■ **ABOUT THIS TASK**:
Exact copy, pictures excluded: please retype every record below.

■ **SOURCE INFORMATION**:
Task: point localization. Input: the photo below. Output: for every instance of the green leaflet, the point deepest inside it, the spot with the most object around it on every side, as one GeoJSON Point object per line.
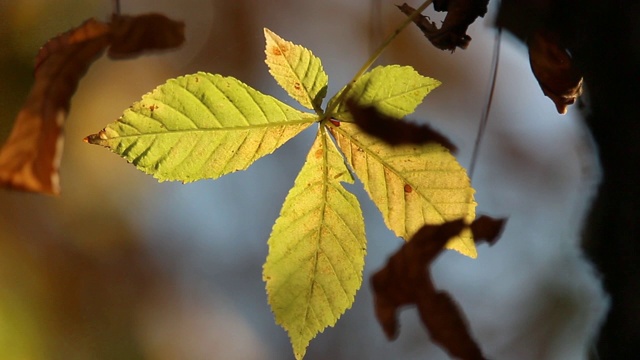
{"type": "Point", "coordinates": [201, 126]}
{"type": "Point", "coordinates": [204, 126]}
{"type": "Point", "coordinates": [316, 248]}
{"type": "Point", "coordinates": [411, 185]}
{"type": "Point", "coordinates": [297, 70]}
{"type": "Point", "coordinates": [395, 90]}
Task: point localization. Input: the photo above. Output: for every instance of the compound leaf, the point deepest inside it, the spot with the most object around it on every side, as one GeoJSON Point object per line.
{"type": "Point", "coordinates": [393, 90]}
{"type": "Point", "coordinates": [316, 248]}
{"type": "Point", "coordinates": [411, 185]}
{"type": "Point", "coordinates": [201, 126]}
{"type": "Point", "coordinates": [297, 70]}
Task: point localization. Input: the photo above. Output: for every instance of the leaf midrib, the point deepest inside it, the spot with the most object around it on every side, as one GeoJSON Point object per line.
{"type": "Point", "coordinates": [386, 165]}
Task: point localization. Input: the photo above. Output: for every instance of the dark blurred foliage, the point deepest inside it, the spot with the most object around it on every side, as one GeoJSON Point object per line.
{"type": "Point", "coordinates": [122, 267]}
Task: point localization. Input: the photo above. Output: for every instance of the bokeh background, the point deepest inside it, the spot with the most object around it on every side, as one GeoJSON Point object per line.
{"type": "Point", "coordinates": [123, 267]}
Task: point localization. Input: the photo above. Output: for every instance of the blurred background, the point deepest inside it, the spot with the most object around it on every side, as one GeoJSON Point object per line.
{"type": "Point", "coordinates": [123, 267]}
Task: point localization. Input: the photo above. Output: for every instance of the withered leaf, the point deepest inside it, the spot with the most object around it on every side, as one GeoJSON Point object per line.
{"type": "Point", "coordinates": [552, 66]}
{"type": "Point", "coordinates": [393, 130]}
{"type": "Point", "coordinates": [453, 32]}
{"type": "Point", "coordinates": [406, 280]}
{"type": "Point", "coordinates": [131, 35]}
{"type": "Point", "coordinates": [30, 158]}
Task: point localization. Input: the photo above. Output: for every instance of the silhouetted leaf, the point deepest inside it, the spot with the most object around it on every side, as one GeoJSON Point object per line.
{"type": "Point", "coordinates": [316, 248]}
{"type": "Point", "coordinates": [406, 280]}
{"type": "Point", "coordinates": [453, 32]}
{"type": "Point", "coordinates": [30, 158]}
{"type": "Point", "coordinates": [554, 70]}
{"type": "Point", "coordinates": [392, 130]}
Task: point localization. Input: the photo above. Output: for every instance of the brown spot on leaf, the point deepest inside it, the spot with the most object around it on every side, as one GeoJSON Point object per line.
{"type": "Point", "coordinates": [275, 50]}
{"type": "Point", "coordinates": [30, 157]}
{"type": "Point", "coordinates": [554, 70]}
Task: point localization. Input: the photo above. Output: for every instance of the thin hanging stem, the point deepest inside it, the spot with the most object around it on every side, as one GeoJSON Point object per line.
{"type": "Point", "coordinates": [375, 56]}
{"type": "Point", "coordinates": [487, 107]}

■ **ANSWER BOX**:
Task: point localization. Input: the photo below. Output: for every instance of the green leaflet, the point deepest inside it, the spot with the most object around it on every side, as one GeoJSON Point object per line.
{"type": "Point", "coordinates": [201, 126]}
{"type": "Point", "coordinates": [204, 126]}
{"type": "Point", "coordinates": [316, 248]}
{"type": "Point", "coordinates": [411, 185]}
{"type": "Point", "coordinates": [297, 70]}
{"type": "Point", "coordinates": [395, 90]}
Task: point localization. Input: the photo above. Output: for every instance of the compound leaf, the point deepest inside it, the spot with the most object around it on every side, as one GeoJSON Point object per line.
{"type": "Point", "coordinates": [393, 90]}
{"type": "Point", "coordinates": [316, 248]}
{"type": "Point", "coordinates": [411, 185]}
{"type": "Point", "coordinates": [201, 126]}
{"type": "Point", "coordinates": [297, 70]}
Task: point localization. Input: the photo above. Output: for every instance of the leaf midrib, the point deepest inside it, the spot with the most object around it on every side, as one GeoJSON Point object per line.
{"type": "Point", "coordinates": [386, 165]}
Task: point localization. Input: the photo above. Output: for every instance of the dark blurred foliage, the point deepest inside it, the spot with the most object around it on every side, as one GeoJSON Point object per line.
{"type": "Point", "coordinates": [122, 267]}
Task: point localization. Input: the photo above. Output: for every instance of the bokeh background, the point deepest inside it, the spot with the most object around it on every side, as one GeoJSON Point object per line.
{"type": "Point", "coordinates": [123, 267]}
Task: point localization. Input: the photo above. Output: for every instance of the blurred background, the point deepest inside it, the spot with the most object around it on every side, as one GeoJSON Point object per line.
{"type": "Point", "coordinates": [123, 267]}
Task: point localization. Input: the photo above. Output: for every instance of the withered leaf, the point deepest inside it, the spot with the most object around it on every side, as one GeoJSON Point object per line.
{"type": "Point", "coordinates": [552, 66]}
{"type": "Point", "coordinates": [393, 130]}
{"type": "Point", "coordinates": [453, 32]}
{"type": "Point", "coordinates": [406, 280]}
{"type": "Point", "coordinates": [131, 35]}
{"type": "Point", "coordinates": [30, 158]}
Task: point localization. Input: the photo above. Output: for every instance of the silhouetted leaf, the point deepest inside it, the spot with the most object around it on every side, as one GeoJSON Point object per line.
{"type": "Point", "coordinates": [316, 248]}
{"type": "Point", "coordinates": [406, 280]}
{"type": "Point", "coordinates": [453, 32]}
{"type": "Point", "coordinates": [30, 158]}
{"type": "Point", "coordinates": [554, 70]}
{"type": "Point", "coordinates": [392, 130]}
Task: point localization. Input: the photo above. Output: for every instance of the brown spot on leaf, the point deepest inside it, the spot with the most object around it on every side, as one GeoJSON Point object per line.
{"type": "Point", "coordinates": [275, 50]}
{"type": "Point", "coordinates": [30, 157]}
{"type": "Point", "coordinates": [554, 70]}
Task: point localization. Input: the photo above. Output: for every instance of the thin hanging stem, the point deepest inside it, the spot with the most object around it on every side, as one GeoJSON Point object per line.
{"type": "Point", "coordinates": [375, 56]}
{"type": "Point", "coordinates": [487, 107]}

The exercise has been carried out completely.